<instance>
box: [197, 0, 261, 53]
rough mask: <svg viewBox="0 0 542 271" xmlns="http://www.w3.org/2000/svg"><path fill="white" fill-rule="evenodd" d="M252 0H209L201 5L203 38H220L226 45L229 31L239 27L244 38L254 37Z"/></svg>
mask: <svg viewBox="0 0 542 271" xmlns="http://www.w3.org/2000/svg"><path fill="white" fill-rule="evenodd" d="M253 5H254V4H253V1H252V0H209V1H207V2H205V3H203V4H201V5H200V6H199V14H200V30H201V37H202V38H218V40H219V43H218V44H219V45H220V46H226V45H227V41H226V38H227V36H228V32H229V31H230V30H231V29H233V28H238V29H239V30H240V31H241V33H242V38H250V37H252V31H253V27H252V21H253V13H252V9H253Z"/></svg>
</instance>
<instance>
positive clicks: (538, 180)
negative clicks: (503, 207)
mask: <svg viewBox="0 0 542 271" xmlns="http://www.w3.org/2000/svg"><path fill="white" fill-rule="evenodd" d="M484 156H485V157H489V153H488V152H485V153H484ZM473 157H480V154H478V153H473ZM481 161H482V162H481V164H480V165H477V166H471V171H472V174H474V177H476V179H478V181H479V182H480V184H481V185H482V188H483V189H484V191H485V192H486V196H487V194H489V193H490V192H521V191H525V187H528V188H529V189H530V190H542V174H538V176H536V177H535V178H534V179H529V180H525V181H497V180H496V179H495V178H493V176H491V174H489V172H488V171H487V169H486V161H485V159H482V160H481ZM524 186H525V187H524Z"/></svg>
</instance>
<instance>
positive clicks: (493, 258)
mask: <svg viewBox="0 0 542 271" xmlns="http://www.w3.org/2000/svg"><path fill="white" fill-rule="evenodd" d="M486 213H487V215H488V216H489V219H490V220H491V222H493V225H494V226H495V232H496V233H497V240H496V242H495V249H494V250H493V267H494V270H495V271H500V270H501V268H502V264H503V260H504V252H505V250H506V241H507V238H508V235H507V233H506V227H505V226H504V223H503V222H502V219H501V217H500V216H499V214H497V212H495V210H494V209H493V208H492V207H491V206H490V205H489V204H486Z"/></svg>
● ● ●
◆ Exercise: Your task is to set down again, exactly, every line from the beginning of the listing through the line with "positive clicks: (538, 180)".

◆ Response:
<instance>
box: [197, 0, 261, 53]
rough mask: <svg viewBox="0 0 542 271" xmlns="http://www.w3.org/2000/svg"><path fill="white" fill-rule="evenodd" d="M252 0H209L201 5L203 38H220L226 45L229 31L239 27L244 38L254 37Z"/></svg>
mask: <svg viewBox="0 0 542 271" xmlns="http://www.w3.org/2000/svg"><path fill="white" fill-rule="evenodd" d="M253 5H254V4H253V1H252V0H209V1H207V2H205V3H203V4H201V5H200V6H199V14H200V30H201V37H202V38H218V40H219V43H218V44H219V45H220V46H226V45H227V41H226V38H227V36H228V32H229V31H230V30H231V29H233V28H238V29H239V30H240V31H241V33H242V38H250V37H252V31H253V27H252V21H253V13H252V9H253Z"/></svg>
</instance>
<instance>
positive clicks: (538, 180)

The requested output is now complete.